WHAT TO PRODUCE
In the excerpt on affinity groups and literacy, what does the writer say that students who struggle with school-based reading and writing will do?

EXCERPTED PASSAGE
****************************************

This analysis also points to the powerful intersections that exist between young people’s affinity groups and school-based literacy practices. This intersection is rarely addressed in literacy education beyond vague notions of drawing on students’ interests. Affinity groups and related texts are incredibly motivating for engaging young people in reading and writing activities. As I have observed with these and other websites, students who struggle with school-based reading and writing will devote hours to working through complex websites. As scholars like Alvermann (2003) and Lankshear & Knobel (2003) have argued, we cannot merely celebrate these literacies; nor should we destroy the pleasures of popular culture. However, they raise the need for schools to start helping kids to unpack what these texts do and how they do it.
Finally, this analysis raises the need to begin addressing the convergence of genres, modalities, and intertextuality to promote consumption. In all of these websites, the inclusion of multiple genres, multiple modalities, and references to other texts and contexts are all used to position young people as consumers of particular products, whether it is CD’s, TV shows, or makeup. This type of advertising is much more complicated than 60 second commercials, magazine ads, or even pop-ups. Rather, these industries are building entire textual networks around products. More than ever, this points to the need for attention to critical literacy in the classroom—a critical literacy that can deal with the complexities of this type of advertising.

****************************************

RECORDS

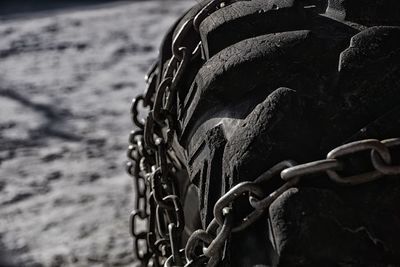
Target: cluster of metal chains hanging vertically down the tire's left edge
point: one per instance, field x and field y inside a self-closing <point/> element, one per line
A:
<point x="153" y="166"/>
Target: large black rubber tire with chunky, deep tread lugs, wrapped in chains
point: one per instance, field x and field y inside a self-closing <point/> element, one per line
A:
<point x="291" y="80"/>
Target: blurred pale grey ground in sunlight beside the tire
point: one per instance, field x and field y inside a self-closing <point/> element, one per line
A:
<point x="66" y="82"/>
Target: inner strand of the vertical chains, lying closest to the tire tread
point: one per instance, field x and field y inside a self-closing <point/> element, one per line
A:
<point x="162" y="115"/>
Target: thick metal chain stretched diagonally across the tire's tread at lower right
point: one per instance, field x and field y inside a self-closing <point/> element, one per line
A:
<point x="291" y="173"/>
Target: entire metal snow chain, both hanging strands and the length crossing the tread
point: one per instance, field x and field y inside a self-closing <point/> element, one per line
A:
<point x="153" y="165"/>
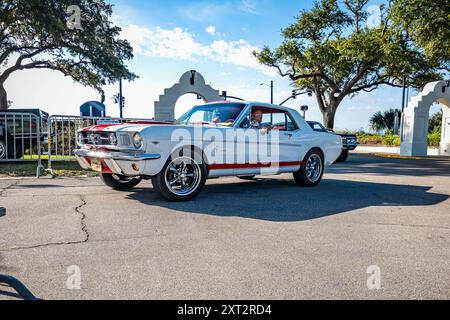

****************************************

RESULT OF THIS TASK
They will devote hours to working through complex websites.